[Segmentation mask data]
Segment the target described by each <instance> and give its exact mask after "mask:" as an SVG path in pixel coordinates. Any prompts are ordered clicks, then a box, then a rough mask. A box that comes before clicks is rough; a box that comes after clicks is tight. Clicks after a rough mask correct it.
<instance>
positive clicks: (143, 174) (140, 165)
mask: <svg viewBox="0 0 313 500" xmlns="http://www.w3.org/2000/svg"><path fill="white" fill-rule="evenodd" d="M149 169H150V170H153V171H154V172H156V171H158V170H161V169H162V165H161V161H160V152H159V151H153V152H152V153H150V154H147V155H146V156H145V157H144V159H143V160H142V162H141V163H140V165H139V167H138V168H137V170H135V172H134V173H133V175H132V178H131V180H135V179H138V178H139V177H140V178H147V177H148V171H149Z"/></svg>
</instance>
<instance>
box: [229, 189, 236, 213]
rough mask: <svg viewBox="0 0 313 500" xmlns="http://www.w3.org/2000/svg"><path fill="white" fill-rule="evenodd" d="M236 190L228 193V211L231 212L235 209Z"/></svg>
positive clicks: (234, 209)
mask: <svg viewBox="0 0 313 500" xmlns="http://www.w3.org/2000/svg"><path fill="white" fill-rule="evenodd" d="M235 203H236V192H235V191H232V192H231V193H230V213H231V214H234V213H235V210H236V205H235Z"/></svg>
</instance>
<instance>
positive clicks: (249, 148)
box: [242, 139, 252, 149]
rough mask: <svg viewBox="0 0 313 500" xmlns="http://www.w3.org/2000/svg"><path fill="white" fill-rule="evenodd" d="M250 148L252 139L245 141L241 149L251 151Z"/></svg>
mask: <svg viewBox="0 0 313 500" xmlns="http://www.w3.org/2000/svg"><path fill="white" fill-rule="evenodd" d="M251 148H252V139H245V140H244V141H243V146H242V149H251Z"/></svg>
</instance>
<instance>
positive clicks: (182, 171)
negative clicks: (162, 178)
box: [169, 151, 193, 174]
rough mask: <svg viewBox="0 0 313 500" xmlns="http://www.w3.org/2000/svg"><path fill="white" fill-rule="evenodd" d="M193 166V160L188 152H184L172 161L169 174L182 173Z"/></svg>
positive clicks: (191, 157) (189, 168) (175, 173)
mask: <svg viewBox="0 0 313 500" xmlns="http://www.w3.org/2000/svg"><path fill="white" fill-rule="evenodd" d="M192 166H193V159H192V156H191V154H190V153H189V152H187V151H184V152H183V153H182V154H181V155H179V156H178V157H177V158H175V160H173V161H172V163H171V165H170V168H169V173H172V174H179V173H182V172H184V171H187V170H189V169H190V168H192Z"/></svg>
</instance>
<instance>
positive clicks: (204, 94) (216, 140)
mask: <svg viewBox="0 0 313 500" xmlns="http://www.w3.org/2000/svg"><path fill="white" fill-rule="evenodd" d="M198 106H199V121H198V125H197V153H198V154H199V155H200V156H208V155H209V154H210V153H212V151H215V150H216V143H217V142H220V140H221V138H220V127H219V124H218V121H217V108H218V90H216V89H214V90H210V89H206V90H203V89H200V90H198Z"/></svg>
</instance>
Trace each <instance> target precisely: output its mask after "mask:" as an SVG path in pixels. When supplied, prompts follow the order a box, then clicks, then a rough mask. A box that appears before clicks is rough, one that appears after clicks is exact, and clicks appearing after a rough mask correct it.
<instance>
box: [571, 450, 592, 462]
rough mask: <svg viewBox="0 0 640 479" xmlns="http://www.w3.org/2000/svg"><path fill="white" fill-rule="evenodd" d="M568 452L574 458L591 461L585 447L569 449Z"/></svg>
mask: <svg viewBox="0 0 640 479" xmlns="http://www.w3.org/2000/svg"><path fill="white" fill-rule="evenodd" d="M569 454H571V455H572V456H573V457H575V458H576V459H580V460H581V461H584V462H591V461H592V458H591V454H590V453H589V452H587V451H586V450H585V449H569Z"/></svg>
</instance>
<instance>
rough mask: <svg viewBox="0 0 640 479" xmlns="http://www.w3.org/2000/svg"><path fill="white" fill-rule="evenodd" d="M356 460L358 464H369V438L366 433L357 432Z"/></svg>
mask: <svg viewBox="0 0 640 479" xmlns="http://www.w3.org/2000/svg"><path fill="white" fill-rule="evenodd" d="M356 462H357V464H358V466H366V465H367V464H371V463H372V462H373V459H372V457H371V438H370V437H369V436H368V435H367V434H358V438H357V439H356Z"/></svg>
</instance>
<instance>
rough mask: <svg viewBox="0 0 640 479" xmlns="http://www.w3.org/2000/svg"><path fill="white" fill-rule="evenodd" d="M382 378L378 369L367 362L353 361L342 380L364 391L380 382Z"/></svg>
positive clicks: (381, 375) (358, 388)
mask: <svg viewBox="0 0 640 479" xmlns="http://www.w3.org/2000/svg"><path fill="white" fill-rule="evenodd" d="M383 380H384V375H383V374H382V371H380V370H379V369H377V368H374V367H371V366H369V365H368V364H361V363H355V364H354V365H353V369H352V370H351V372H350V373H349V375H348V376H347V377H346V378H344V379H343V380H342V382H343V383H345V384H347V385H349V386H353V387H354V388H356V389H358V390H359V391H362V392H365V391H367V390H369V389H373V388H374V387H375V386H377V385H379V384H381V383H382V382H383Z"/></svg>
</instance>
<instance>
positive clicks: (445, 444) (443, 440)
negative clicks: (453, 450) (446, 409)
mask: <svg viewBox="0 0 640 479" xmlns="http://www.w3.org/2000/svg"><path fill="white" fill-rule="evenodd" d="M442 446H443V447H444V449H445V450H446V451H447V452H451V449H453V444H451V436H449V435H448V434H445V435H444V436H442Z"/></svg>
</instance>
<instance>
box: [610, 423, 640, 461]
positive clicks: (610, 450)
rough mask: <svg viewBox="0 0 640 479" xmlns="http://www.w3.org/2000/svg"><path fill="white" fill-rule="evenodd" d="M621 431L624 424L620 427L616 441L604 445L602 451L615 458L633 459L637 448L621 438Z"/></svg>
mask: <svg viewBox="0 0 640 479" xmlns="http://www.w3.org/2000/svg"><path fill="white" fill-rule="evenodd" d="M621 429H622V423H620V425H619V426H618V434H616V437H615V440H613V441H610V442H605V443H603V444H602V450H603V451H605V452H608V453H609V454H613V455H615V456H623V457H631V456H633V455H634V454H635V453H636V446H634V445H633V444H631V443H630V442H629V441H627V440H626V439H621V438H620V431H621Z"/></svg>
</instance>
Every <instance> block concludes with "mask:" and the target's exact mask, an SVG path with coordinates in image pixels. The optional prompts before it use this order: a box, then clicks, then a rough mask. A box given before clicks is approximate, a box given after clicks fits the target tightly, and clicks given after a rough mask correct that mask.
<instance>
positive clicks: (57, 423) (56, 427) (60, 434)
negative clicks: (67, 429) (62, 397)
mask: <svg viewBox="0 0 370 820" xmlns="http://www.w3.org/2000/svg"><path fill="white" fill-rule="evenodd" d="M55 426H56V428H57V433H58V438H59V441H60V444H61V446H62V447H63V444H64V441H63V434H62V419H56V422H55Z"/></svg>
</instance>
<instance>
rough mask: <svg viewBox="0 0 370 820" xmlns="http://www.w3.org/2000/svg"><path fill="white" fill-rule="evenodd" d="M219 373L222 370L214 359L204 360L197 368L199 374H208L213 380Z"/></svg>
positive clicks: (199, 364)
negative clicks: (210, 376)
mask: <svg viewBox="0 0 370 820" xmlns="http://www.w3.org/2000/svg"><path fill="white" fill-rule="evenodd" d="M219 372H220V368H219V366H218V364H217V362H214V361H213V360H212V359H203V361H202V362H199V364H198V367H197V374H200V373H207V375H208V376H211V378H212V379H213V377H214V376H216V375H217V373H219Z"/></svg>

Problem details ▸ Write out the lines above from the one containing "positive clicks: (57, 423)" through the last, exactly as they are.

Your solution ▸
positive clicks: (57, 423) (56, 427) (60, 434)
negative clicks: (67, 429) (62, 397)
mask: <svg viewBox="0 0 370 820" xmlns="http://www.w3.org/2000/svg"><path fill="white" fill-rule="evenodd" d="M55 426H56V428H57V433H58V438H59V441H60V444H61V446H62V447H63V444H64V441H63V434H62V419H56V422H55Z"/></svg>
</instance>
<instance>
rough mask: <svg viewBox="0 0 370 820" xmlns="http://www.w3.org/2000/svg"><path fill="white" fill-rule="evenodd" d="M219 373L222 370L214 359L204 360L197 368L199 374H208L213 380Z"/></svg>
positive clicks: (199, 364)
negative clicks: (210, 376)
mask: <svg viewBox="0 0 370 820" xmlns="http://www.w3.org/2000/svg"><path fill="white" fill-rule="evenodd" d="M219 372H220V368H219V366H218V364H217V362H214V361H213V360H212V359H203V361H202V362H199V364H198V367H197V374H200V373H207V375H208V376H211V378H212V379H213V377H214V376H216V375H217V373H219Z"/></svg>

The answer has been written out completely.